* _EXCERPT PROVIDED_

- - -

The covariate effects on time to IBTR are interpreted as follows. The hazard rate of IBTR is 0.588 (i.e., exp(−0.53); 95% CI: [0.522, 0.664]) for every 10-year increase in the covariate age at breast cancer diagnosis. The TR status significantly increases the hazard of IBTR, with an hazard rate of 6.209 (i.e., exp(1.826); 95% CI: [3.127, 12.317]) compared with NP patients. This large difference in hazard between TR and NP statuses is visually identifiable by the Kaplan-Meier curves (Figure 2) and has also been reported previously [28, 29, 42]. Finally, the hazard rate of breast cancer death is 0.763 (i.e., exp(−0.27); 95% CI: [0.677, 0.861]) for every 10-year increase in age at breast cancer diagnosis. The hazard rate of breast cancer death is 2.968 (i.e., exp(1.088); 95% CI: [2.217, 3.975]) for the patients with higher tumor stage as compared with the ones with lower tumor stage. For model association, note that γ̂ is significantly larger than zero (mean: 0.532, p < 0.001, 95% CI: [0.249, 0.815]), indicating that patients with larger hazard of breast cancer death tend to have IBTR earlier. The statistical significance of γ̂ also suggests that the time to death is strongly correlated to the time to relapse, which justifies the need of joint modeling.

- - -

* _MATERIAL SUPPLIED_
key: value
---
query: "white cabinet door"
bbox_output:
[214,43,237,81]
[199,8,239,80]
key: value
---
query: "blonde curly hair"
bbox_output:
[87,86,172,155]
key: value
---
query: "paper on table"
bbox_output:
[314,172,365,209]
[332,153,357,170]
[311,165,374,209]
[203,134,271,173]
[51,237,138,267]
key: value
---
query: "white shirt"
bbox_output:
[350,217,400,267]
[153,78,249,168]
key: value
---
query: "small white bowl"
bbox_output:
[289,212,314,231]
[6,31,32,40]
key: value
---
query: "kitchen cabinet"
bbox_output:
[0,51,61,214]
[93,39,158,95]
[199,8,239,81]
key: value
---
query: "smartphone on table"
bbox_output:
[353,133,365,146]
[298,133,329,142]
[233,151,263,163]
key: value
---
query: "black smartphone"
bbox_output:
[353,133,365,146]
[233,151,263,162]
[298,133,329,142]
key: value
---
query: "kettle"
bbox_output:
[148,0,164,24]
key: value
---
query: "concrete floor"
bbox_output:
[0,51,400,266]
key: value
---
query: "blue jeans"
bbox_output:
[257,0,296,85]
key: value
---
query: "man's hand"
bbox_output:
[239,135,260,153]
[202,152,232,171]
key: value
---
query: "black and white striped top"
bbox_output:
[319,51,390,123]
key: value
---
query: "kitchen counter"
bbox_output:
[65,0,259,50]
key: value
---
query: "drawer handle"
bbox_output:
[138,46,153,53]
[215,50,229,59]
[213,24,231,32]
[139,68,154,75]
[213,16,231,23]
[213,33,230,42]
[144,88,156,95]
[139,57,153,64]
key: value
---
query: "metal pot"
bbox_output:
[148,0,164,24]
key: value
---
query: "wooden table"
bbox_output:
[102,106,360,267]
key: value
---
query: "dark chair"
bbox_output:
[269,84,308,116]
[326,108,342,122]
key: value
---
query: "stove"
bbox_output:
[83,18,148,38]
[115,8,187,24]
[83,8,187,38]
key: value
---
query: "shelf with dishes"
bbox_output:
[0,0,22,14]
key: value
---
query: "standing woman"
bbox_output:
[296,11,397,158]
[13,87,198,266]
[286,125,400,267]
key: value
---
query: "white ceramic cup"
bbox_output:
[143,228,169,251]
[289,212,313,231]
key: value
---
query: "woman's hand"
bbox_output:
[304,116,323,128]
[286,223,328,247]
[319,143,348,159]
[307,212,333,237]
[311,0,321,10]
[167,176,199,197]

- - -

Copy out the full passage on hazard rates for IBTR and breast cancer death, word for word. Nothing in the listing is needed here.

The covariate effects on time to IBTR are interpreted as follows. The hazard rate of IBTR is 0.588 (i.e., exp(−0.53); 95% CI: [0.522, 0.664]) for every 10-year increase in the covariate age at breast cancer diagnosis. The TR status significantly increases the hazard of IBTR, with an hazard rate of 6.209 (i.e., exp(1.826); 95% CI: [3.127, 12.317]) compared with NP patients. This large difference in hazard between TR and NP statuses is visually identifiable by the Kaplan-Meier curves (Figure 2) and has also been reported previously [28, 29, 42]. Finally, the hazard rate of breast cancer death is 0.763 (i.e., exp(−0.27); 95% CI: [0.677, 0.861]) for every 10-year increase in age at breast cancer diagnosis. The hazard rate of breast cancer death is 2.968 (i.e., exp(1.088); 95% CI: [2.217, 3.975]) for the patients with higher tumor stage as compared with the ones with lower tumor stage. For model association, note that γ̂ is significantly larger than zero (mean: 0.532, p < 0.001, 95% CI: [0.249, 0.815]), indicating that patients with larger hazard of breast cancer death tend to have IBTR earlier. The statistical significance of γ̂ also suggests that the time to death is strongly correlated to the time to relapse, which justifies the need of joint modeling.